| TASK STATEMENT |
Write out the passage below about the LaRouche organizing drive, from "Meanwhile, LaRouche in" up to and including "starting next week.".

| DOCUMENT EXTRACT |
== Segment start ==

More than 60 organizers, led by 40+ youth, hit the Washington, D.C. area on Feb. 4, with the pamphlet containing LaRouche's webcast, and the message that LaRouche's leadership must be followed, if the depression collapse and the war are to be stopped. Fully conscious that the circulation of LaRouche's perspective on how to save the nation, is {the} way in which the Chickenhawks' threatened war against Islam can be stopped, the youth, in particular, went to Capitol Hill, where, initial reports say, they met a much more open and serious response than in their last "lobbying" effort. On the same day, New Jersey organizers began distribution of the webcast pamphlet at the United Nations -- where U.S. Secretary of State Powell was scheduled to "do his thing" on Feb. 5.

Meanwhile, LaRouche in 2004 has secured the paper to produce a total of 400,000 of the candidate's State of the Union webcast transcript, which will be printed before the ICLC/Schiller Institute conference. One thousand videotapes of the keynote are also scheduled to be produced starting next week.

== Segment end ==

| RECORD EXCERPTS |
== Segment start ==

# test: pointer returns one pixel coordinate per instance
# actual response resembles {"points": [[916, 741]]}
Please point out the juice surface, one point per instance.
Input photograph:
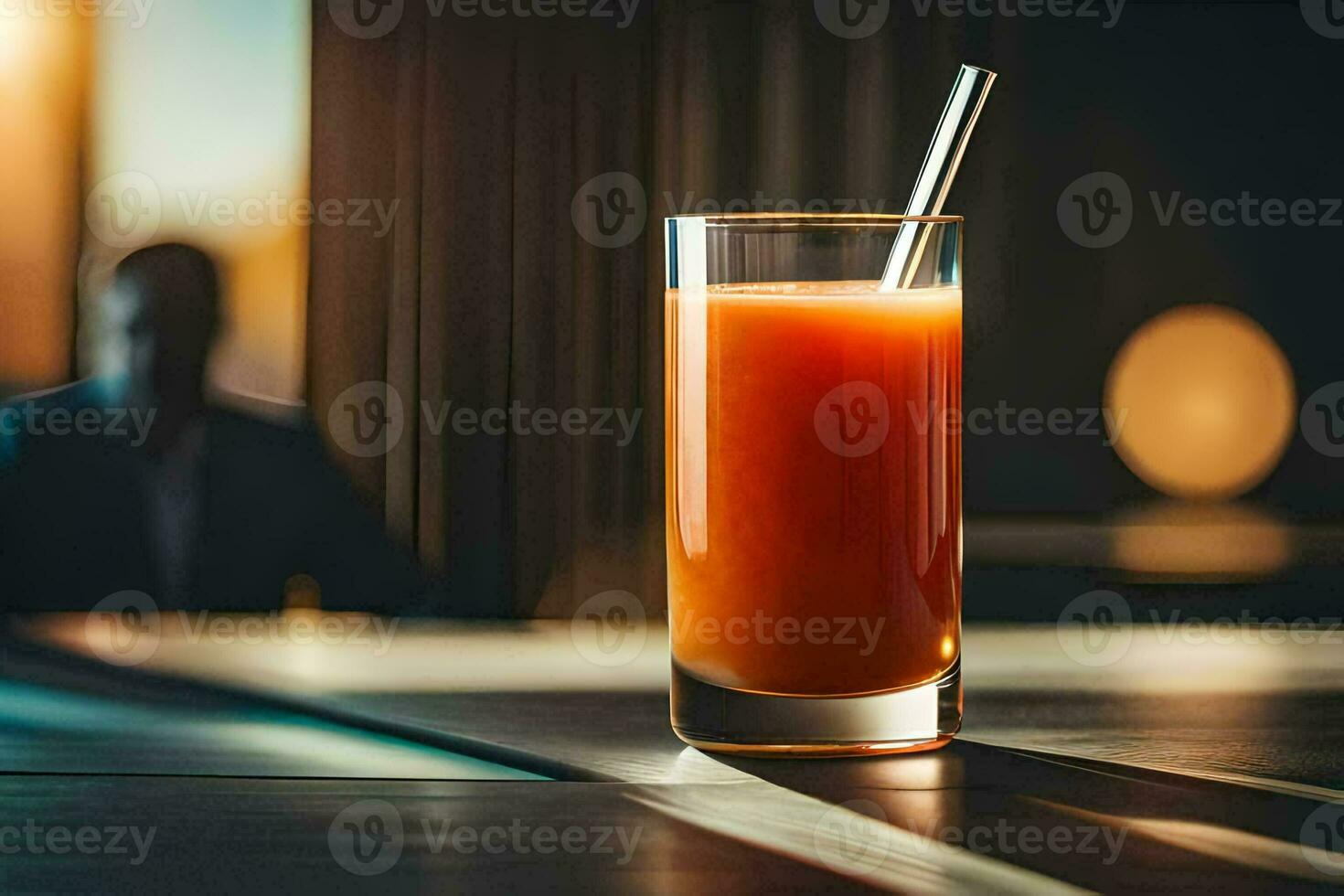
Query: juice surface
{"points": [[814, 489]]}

== Segment end ==
== Segment start ==

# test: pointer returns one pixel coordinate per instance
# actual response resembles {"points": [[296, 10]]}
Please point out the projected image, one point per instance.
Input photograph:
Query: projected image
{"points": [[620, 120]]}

== Segment end ==
== Segment start ==

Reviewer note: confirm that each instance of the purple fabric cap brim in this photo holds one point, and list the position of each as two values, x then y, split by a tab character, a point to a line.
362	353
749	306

== Segment end ==

| SOLUTION TO THE EXERCISE |
Meanwhile, LaRouche in 2004 has secured the paper to produce a total of 400,000 of the candidate's State of the Union webcast transcript, which will be printed before the ICLC/Schiller Institute conference. One thousand videotapes of the keynote are also scheduled to be produced starting next week.